* _Data to process_
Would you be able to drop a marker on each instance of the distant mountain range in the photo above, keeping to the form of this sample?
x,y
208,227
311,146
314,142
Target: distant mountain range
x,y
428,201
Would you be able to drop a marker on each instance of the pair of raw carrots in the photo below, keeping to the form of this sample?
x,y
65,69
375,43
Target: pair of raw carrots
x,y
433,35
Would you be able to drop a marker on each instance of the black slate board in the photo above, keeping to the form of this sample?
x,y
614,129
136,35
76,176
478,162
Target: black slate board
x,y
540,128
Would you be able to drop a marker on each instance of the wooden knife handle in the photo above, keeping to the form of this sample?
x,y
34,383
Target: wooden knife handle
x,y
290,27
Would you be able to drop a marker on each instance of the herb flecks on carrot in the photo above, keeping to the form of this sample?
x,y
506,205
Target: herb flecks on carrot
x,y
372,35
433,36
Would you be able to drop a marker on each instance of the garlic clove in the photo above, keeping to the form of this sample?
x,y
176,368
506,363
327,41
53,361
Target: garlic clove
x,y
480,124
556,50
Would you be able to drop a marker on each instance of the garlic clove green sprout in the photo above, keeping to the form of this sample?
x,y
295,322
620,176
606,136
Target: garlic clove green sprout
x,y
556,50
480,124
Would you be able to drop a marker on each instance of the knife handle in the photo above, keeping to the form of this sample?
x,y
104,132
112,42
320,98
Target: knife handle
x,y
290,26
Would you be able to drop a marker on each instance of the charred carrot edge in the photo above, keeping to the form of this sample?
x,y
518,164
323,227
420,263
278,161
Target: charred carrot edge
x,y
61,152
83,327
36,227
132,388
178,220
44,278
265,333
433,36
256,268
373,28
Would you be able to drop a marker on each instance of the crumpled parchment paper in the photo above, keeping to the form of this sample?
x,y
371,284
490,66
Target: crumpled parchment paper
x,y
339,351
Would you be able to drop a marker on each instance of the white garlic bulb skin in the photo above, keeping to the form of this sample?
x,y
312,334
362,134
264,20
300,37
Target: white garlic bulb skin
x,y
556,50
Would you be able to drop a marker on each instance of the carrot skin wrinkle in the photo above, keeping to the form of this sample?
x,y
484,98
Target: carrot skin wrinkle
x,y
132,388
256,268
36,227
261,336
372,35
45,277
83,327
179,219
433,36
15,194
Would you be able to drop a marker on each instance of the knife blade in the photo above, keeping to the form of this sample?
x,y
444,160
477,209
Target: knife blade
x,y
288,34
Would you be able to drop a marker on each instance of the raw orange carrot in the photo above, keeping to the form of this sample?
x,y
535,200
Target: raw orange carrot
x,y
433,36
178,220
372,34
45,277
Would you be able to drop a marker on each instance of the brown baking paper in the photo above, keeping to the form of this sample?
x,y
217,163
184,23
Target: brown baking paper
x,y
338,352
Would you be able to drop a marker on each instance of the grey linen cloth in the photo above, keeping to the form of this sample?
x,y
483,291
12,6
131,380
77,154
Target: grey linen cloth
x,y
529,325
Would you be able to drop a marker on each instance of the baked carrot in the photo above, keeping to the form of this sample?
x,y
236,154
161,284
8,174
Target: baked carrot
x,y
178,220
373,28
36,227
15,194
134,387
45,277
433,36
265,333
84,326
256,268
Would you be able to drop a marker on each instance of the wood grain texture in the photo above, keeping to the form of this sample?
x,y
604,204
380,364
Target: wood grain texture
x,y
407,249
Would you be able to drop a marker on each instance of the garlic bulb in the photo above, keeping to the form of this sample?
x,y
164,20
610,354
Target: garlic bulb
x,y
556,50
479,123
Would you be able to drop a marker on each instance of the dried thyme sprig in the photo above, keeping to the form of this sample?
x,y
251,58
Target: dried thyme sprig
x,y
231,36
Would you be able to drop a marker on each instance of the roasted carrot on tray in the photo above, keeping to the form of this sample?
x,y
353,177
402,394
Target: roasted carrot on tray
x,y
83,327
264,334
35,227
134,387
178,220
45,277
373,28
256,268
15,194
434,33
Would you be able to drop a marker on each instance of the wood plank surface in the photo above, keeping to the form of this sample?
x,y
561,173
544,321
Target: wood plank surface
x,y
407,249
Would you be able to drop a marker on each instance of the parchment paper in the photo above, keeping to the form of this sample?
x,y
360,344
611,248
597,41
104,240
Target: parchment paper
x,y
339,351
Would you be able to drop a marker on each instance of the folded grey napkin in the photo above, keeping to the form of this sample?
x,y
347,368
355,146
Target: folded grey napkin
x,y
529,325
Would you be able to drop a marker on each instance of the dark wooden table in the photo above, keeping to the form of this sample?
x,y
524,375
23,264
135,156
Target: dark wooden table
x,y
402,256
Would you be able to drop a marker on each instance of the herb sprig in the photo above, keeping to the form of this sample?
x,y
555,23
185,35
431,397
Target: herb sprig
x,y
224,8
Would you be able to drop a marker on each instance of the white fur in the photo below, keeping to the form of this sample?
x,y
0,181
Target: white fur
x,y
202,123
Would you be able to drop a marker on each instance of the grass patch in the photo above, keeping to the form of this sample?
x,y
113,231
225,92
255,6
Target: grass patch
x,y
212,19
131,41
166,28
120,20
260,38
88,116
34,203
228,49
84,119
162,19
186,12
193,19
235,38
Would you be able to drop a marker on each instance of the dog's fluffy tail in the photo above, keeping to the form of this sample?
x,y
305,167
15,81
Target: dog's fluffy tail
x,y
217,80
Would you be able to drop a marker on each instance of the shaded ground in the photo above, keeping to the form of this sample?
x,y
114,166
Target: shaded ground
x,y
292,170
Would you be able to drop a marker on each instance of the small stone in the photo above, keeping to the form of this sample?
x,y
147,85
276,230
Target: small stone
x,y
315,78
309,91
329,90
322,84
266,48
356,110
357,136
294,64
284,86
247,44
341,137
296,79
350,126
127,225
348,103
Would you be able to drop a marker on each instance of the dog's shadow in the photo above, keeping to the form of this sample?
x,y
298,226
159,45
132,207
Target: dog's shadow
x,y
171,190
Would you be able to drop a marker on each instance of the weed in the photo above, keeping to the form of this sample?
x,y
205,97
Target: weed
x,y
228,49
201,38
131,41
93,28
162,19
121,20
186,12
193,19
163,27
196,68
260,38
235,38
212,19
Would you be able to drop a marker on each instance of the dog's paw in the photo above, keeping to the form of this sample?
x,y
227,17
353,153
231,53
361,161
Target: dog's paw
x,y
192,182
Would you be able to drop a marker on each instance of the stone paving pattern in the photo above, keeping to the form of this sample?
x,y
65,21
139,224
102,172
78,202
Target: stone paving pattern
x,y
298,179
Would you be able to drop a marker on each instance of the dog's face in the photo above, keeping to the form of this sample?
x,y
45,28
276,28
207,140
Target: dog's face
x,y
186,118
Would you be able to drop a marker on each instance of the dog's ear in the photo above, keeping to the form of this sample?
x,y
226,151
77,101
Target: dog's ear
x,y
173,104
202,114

* _Aim of the task_
Copy the entries above exactly, leaving none out.

* _Response_
Would you be able to drop a marker on each instance of the distant mountain range in the photo above, keeping to the form of this sample?
x,y
208,227
311,146
314,142
Target: distant mountain range
x,y
428,201
Would you be able to drop a marker on each instance of the pair of raw carrots in the photo below, keeping to the form of this sample?
x,y
65,69
375,43
Target: pair of raw carrots
x,y
433,35
Would you be able to drop a marker on each instance of the black slate board in the photo above, keeping to the form of this sample?
x,y
614,129
136,35
76,176
478,162
Target: black slate board
x,y
540,128
Would you be able to drop a marker on each instance of the wooden knife handle in the photo above, keeping to the form of this sample?
x,y
34,383
Target: wooden knife handle
x,y
290,27
Would you be able to drop a marker on each instance of the herb flecks on carrot in the photo above, keeping to the form of this sample?
x,y
506,205
Target: herb flecks on carrot
x,y
372,35
433,36
Would you be able to drop a marker on each instance of the garlic clove in the photo above, keeping to the form of this sample?
x,y
176,368
506,363
327,41
53,361
Target: garlic clove
x,y
480,124
556,50
Would you be able to drop a marker on each instance of the garlic clove green sprout in the photo above, keeping to the form of this sample?
x,y
295,322
620,176
606,136
Target: garlic clove green sprout
x,y
556,50
480,124
Would you be able to drop a marker on each instance of the knife handle in the photo above, keeping to the form of this sample?
x,y
104,132
112,42
320,98
Target: knife handle
x,y
290,26
Would you be able to drop a marker on each instance of the charred carrot edge in the photo above, keeping to the form of this sample?
x,y
518,164
323,227
420,263
278,161
Target: charred carrot edge
x,y
61,152
83,327
36,227
132,388
178,220
44,278
265,333
433,36
256,268
373,28
Would you be able to drop a marker on each instance of the crumpled parchment paper in the photo above, keeping to the form of this sample?
x,y
371,284
490,66
Target: crumpled parchment paper
x,y
339,351
Would you be able to drop a marker on each instance of the white garlic bulb skin in the photo above, keeping to the form of this sample?
x,y
312,334
362,134
264,20
300,37
Target: white garlic bulb skin
x,y
556,50
Would you be able to drop a marker on each instance of the carrot skin wrinkle in the photo above, keeping to the form of this sample?
x,y
484,98
Target: carrot skin wrinkle
x,y
132,388
256,268
36,227
261,336
372,35
45,277
83,327
179,219
433,36
15,194
Would you be able to drop a marker on each instance of the knife blade in the photo above, keeping to the form of this sample?
x,y
444,160
477,209
Target: knife blade
x,y
288,34
Would you be able to drop a marker on each instance of the raw orange carrot in the photo above, keeping to the form of this sample?
x,y
535,200
Target: raw orange carrot
x,y
433,36
178,220
372,34
45,277
Would you be able to drop a marker on each instance of the brown baking paper in the photo above, keeping to the form of this sample?
x,y
217,163
184,23
Target: brown baking paper
x,y
338,352
Would you be able to drop a marker on each instance of the grey linen cloth in the photo above, keeping to the form of this sample?
x,y
483,291
12,6
131,380
77,154
Target: grey linen cloth
x,y
529,325
Would you be able to drop a marker on each instance of the baked carrot in the photo above, keeping to the form of this sample?
x,y
236,154
161,284
8,174
Target: baked carrot
x,y
178,220
373,28
36,227
15,194
134,387
45,277
433,36
265,333
84,326
256,268
Would you be able to drop a marker on each instance of the wood grain texture in the photo above, keeping to the form of this sample?
x,y
604,204
380,364
Target: wood grain texture
x,y
407,249
Would you be able to drop a marker on each instance of the garlic bulb in the photo above, keeping to the form of this sample?
x,y
164,20
610,354
Target: garlic bulb
x,y
556,50
479,123
Would you be able to drop a marker on each instance of the dried thyme sprig in the photo above, keeping to the form of this sample?
x,y
251,58
Target: dried thyme sprig
x,y
231,36
Would you be able to drop a marker on each instance of the roasted carrot on tray in the photo above, keeping to the form of this sample?
x,y
353,177
402,394
Target: roasted carrot on tray
x,y
83,327
264,334
35,227
134,387
178,220
45,277
373,28
256,268
15,194
434,33
Would you be able to drop a marker on each instance of the wood plank surface in the photo above, keeping to the form of this sample?
x,y
561,173
544,321
Target: wood plank surface
x,y
407,249
Would you be able to drop a marker on each instance of the parchment paper in the photo above, keeping to the form of this sample?
x,y
360,344
611,248
597,41
104,240
Target: parchment paper
x,y
339,351
Would you be able to drop a marker on each instance of the folded grey napkin in the photo above, keeping to the form of this sample?
x,y
347,368
355,146
Target: folded grey napkin
x,y
529,325
Would you be able to drop a marker on each instance of the dark wooden table in the photo above, keeping to the form of this sample?
x,y
524,375
23,264
135,156
Target: dark wooden table
x,y
402,256
Would you be able to drop a marker on each instance of the herb sprig in the photo above, keeping to the form of this sample?
x,y
555,23
185,35
431,397
Target: herb sprig
x,y
224,8
Would you be able to drop a marker on each instance of the white fur in the photo below, keeping to the form of this sample?
x,y
0,181
Target: white fur
x,y
202,123
Would you be able to drop a marker on each instance of the grass patch in the photo above, keeping to the form of this sample?
x,y
113,231
225,92
255,6
Target: grass patch
x,y
212,19
131,41
166,28
120,20
260,38
88,116
34,203
228,49
84,119
162,19
186,12
193,19
235,38
Would you be able to drop a marker on each instance of the dog's fluffy tail in the photo above, keeping to the form of this sample?
x,y
305,167
15,81
Target: dog's fluffy tail
x,y
217,80
Would you be able to drop a marker on each instance of the shaded ground in the photo above, keeping to the form of this sample?
x,y
114,166
Target: shaded ground
x,y
292,170
Would you be able to drop a marker on each instance of the small stone in the photo above, keeping to the form of this sample?
x,y
147,85
276,230
Target: small stone
x,y
315,78
309,91
329,90
322,84
266,48
356,110
357,136
294,64
284,86
247,44
341,137
296,79
350,126
127,225
348,103
Would you be able to drop a marker on each instance of the dog's shadow in the photo above, keeping to the form of this sample?
x,y
298,226
159,45
132,207
Target: dog's shadow
x,y
171,190
Would you be able to drop a marker on each instance of the weed in the photo above, keeping to the form of this sample?
x,y
205,97
Target: weed
x,y
228,49
201,38
131,41
93,28
162,19
121,20
186,12
193,19
163,27
196,68
260,38
235,38
212,19
Would you be able to drop a marker on each instance of the dog's paw in the photo above, keeping to the form of this sample?
x,y
227,17
353,153
231,53
361,161
Target: dog's paw
x,y
192,182
Would you be able to drop a marker on each instance of the stone paving pattern in the photo above, keeping to the form of this sample?
x,y
65,21
139,224
102,172
78,202
Target: stone paving pattern
x,y
298,179
Would you be able to drop a marker on each instance of the dog's face in the photo above, keeping to the form of this sample?
x,y
45,28
276,28
207,140
Target: dog's face
x,y
186,118
Would you be able to drop a marker on each instance of the dog's ear in the photo above, keeping to the form of this sample?
x,y
226,151
77,101
Target: dog's ear
x,y
173,104
202,114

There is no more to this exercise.